___ The data
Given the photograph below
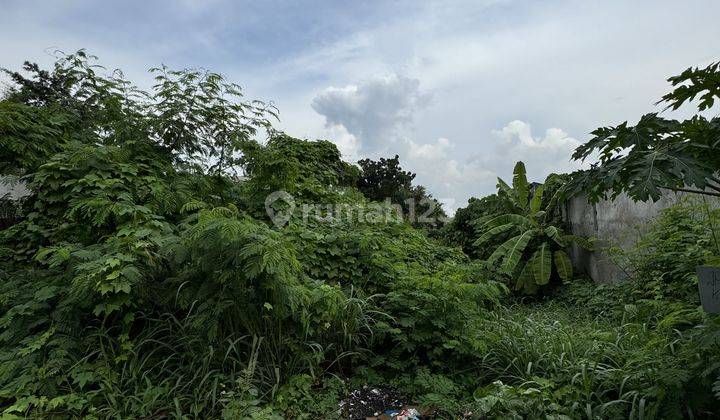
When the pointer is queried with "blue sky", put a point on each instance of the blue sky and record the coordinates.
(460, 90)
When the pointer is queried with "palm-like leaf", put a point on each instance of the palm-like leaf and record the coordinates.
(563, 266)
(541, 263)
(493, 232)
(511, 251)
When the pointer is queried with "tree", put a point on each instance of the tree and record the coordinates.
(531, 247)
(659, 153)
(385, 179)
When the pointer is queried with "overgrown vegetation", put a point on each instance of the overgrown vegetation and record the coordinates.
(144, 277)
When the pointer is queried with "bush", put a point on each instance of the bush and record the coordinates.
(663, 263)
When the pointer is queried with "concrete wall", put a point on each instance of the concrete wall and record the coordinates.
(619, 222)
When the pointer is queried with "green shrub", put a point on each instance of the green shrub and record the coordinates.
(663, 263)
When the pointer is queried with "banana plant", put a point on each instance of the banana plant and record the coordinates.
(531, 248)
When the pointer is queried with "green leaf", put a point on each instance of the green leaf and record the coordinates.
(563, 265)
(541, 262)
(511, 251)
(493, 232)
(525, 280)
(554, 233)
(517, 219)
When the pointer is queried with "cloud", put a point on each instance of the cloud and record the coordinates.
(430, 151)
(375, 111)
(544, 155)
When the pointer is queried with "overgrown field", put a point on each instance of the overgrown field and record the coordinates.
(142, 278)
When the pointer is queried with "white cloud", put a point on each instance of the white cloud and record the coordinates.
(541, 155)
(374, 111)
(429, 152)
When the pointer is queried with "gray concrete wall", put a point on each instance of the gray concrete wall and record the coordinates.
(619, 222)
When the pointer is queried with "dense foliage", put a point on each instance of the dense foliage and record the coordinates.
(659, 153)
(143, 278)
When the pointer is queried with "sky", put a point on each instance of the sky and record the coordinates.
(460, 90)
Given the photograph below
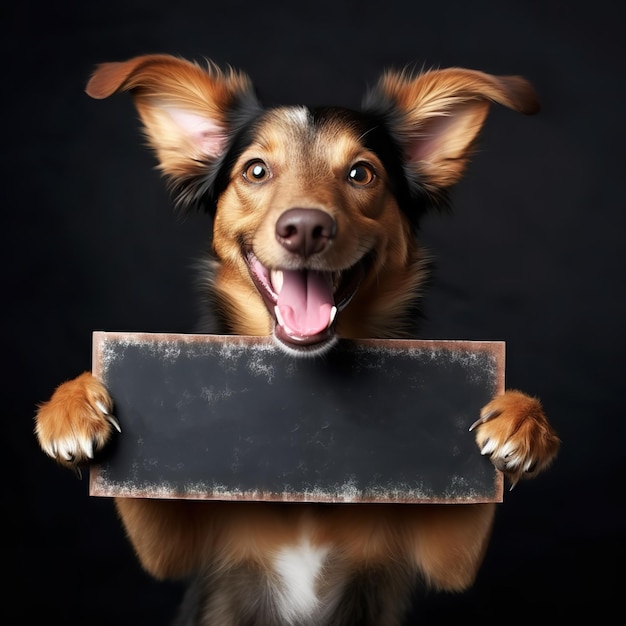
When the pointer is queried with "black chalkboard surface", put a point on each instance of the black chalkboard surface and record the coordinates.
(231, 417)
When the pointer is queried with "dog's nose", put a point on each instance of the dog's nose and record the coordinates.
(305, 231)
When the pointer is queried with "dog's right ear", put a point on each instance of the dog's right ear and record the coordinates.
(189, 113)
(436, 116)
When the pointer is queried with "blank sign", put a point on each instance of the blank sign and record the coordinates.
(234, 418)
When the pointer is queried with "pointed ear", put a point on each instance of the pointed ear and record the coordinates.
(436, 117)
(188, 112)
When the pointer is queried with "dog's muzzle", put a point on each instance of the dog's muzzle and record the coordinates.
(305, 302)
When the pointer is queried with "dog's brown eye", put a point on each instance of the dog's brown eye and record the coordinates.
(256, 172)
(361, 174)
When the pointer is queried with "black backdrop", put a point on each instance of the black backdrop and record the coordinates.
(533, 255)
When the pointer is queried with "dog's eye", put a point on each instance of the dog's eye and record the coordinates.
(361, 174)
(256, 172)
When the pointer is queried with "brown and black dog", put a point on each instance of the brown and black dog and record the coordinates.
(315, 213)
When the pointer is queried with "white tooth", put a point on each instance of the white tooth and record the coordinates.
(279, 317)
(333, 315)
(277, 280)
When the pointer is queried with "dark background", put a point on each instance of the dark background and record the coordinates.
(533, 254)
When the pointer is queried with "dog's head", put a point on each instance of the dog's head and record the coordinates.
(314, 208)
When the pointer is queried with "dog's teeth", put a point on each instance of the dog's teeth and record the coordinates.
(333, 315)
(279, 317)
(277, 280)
______
Could you write the whole listing above out again word for word, leaving out the pictures?

Given the photograph below
When the pointer is queried with "blue sky", put a point on each instance of the blue sky and record the coordinates.
(460, 90)
When the pointer is queried with "palm-like leaf", put a point on each instance of the palm-like leaf and record the coordinates.
(563, 266)
(541, 263)
(493, 232)
(511, 251)
When the pointer is queried with "tree", put a point on each instance of the tree and record the coordinates.
(531, 247)
(659, 153)
(385, 179)
When the pointer is queried with "overgrown vegetation", put a point on each instance of the overgrown vegetation and record the coordinates.
(144, 277)
When the pointer is queried with "bush", put a point on each instance of the bush and record the coordinates.
(663, 263)
When the pointer is queried with "concrete wall", put a point on each instance of the concrete wall and record the coordinates.
(619, 222)
When the pointer is queried with "green shrub", put a point on each instance of the green shrub and record the coordinates.
(663, 263)
When the pointer is queried with "banana plant", put a point on each instance of the banana plant and record the coordinates.
(531, 248)
When the pointer is queried with "green leaf", put a point on each instance of the green leaf and record the coordinates.
(563, 265)
(541, 262)
(511, 251)
(493, 232)
(525, 280)
(554, 233)
(517, 219)
When the pointer is queried with "cloud", put a point on each instance of the cloud and record the coordinates.
(430, 151)
(375, 111)
(544, 155)
When the pointer is queried with "overgrown field", put a point on each instance of the overgrown field and record the coordinates.
(142, 278)
When the pointer is queried with "white cloud", put a point on each instance of the white cloud and record the coordinates.
(541, 155)
(374, 111)
(429, 152)
When the pointer is queried with "gray concrete wall", put a point on each instance of the gray concrete wall and record the coordinates.
(619, 222)
When the pointer is queried with "dense foliage", put a point on each instance of the dense foliage and record the coordinates.
(659, 153)
(143, 278)
When the pointer is queried with "sky", put a point on each instance of the sky and record the coordinates.
(460, 90)
Given the photograph below
When the pointer is queried with "black chalkboard surface", put a point on each instance of the black chalkboard surface and record the coordinates.
(231, 417)
When the pointer is queried with "dog's nose", put a point on each instance of the dog's nose and record the coordinates.
(305, 231)
When the pointer is queried with "dog's right ear", put a point on each instance of the dog's right ear and record the coordinates.
(189, 113)
(436, 116)
When the pointer is queried with "blank sign", put a point on each instance of the blank sign and record the coordinates.
(234, 418)
When the pointer is queried with "pointed ear", put a point on each instance of the pointed ear and record the coordinates.
(436, 117)
(188, 112)
When the pointer is queried with "dog's muzzle", put a point on each instance of the dog's muzzle and record the coordinates.
(305, 302)
When the pointer is queried with "dog's brown eye", put a point on each instance of the dog's brown eye and record the coordinates.
(256, 172)
(361, 174)
When the pointer is queried with "black backdrop", put a point on each instance of the black backdrop and record the coordinates.
(533, 255)
When the pointer is queried with "dog's eye", put a point on each instance of the dog's eye and record the coordinates.
(361, 174)
(256, 172)
When the pointer is queried with "brown and black dog", put a point on each instance of the brown and black dog and record the coordinates.
(315, 213)
When the pointer is queried with "white tooth", put a point on each instance of the white tooth and record the coordinates.
(279, 317)
(333, 315)
(277, 280)
When the pointer is queried with "dark background", put a point on each instance of the dark background and record the coordinates.
(533, 254)
When the pointer is queried with "dog's head", put a point on each instance of the dog's head and record the coordinates.
(314, 208)
When the pointer is queried with "dog's teeth", put a point on each instance of the dog's teeth and record the coordinates.
(333, 315)
(279, 317)
(277, 280)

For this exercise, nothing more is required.